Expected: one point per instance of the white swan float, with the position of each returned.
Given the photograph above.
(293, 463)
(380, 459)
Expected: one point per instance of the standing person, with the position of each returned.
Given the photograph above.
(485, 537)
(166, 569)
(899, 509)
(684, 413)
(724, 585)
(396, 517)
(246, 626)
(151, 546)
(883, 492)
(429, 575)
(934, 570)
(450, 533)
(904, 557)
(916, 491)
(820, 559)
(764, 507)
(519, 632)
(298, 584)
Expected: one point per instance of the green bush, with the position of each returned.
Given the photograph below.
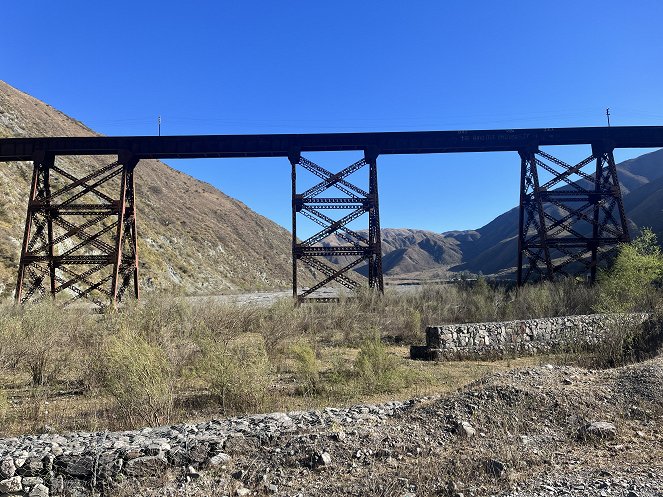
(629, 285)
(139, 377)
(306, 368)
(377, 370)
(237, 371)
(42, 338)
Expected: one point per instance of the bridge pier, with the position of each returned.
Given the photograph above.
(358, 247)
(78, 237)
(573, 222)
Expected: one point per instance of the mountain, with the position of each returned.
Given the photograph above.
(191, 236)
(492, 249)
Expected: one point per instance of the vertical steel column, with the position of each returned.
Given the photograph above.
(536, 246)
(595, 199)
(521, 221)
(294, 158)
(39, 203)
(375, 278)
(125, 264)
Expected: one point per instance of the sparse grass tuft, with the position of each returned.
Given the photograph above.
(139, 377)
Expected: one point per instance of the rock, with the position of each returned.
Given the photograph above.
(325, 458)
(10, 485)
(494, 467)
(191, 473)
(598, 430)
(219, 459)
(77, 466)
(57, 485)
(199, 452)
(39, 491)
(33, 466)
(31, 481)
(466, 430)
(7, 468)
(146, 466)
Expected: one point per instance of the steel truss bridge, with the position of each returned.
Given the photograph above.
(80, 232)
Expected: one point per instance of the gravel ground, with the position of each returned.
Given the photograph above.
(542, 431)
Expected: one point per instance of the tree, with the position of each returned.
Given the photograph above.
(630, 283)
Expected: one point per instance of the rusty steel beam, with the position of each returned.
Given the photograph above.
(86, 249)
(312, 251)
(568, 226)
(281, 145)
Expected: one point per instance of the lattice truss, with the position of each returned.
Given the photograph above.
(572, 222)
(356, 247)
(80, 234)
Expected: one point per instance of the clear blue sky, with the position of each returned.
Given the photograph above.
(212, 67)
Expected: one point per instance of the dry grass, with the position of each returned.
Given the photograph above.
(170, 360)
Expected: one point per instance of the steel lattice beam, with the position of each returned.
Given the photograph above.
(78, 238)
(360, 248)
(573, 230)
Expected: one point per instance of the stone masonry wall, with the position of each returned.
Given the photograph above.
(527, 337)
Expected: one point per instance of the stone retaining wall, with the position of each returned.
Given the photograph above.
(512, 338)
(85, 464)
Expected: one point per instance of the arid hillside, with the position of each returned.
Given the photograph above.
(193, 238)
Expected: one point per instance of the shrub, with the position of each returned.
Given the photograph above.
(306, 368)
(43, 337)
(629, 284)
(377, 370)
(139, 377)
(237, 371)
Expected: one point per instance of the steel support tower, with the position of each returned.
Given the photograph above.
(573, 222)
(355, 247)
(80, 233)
......
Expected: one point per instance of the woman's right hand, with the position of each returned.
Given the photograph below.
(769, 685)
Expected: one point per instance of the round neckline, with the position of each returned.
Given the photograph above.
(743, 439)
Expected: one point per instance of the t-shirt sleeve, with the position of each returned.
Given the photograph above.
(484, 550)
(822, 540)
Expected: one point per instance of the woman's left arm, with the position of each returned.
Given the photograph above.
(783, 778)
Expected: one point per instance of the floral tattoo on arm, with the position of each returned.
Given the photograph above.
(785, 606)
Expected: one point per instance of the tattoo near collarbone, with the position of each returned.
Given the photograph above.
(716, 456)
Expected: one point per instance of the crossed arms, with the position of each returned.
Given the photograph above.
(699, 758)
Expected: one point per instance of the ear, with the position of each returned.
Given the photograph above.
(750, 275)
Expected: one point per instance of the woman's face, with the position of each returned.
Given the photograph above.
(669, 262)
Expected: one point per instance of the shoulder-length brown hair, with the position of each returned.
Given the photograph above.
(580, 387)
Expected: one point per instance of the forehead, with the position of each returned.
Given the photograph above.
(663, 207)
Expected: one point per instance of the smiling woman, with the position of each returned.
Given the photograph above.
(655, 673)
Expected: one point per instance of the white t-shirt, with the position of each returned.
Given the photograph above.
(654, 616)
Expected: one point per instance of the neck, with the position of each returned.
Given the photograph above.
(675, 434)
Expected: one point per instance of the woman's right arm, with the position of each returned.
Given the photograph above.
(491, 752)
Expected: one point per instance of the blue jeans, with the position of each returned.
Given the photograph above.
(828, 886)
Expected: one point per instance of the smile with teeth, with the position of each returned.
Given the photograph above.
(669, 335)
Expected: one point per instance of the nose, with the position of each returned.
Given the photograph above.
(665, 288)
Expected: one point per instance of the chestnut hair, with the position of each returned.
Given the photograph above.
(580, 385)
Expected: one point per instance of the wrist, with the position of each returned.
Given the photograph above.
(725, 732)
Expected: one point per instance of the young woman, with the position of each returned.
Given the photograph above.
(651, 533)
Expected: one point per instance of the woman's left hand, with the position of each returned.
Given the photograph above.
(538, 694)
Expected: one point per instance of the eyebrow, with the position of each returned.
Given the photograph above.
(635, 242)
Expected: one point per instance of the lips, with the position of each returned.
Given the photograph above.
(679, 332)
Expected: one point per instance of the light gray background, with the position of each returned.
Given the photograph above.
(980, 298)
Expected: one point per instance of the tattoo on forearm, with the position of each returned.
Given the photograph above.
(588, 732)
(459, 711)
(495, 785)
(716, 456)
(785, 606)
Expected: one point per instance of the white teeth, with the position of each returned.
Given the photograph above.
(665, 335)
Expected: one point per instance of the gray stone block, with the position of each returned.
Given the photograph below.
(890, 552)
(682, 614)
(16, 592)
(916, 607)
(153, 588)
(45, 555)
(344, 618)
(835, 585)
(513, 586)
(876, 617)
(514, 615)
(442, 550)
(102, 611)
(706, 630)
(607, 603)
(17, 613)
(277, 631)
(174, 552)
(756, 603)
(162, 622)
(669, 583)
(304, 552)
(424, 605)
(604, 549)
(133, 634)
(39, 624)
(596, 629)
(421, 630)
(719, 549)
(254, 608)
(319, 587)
......
### DESCRIPTION OF THE TASK
Please pick out every line of the records above that contains the string "shirt", and copy each one. Case counts.

### TASK RESPONSE
Expected: one point per instance of the t-shirt sleeve, with the position of each returned.
Expected: one point per instance of the white t-shirt, with the position of each returned.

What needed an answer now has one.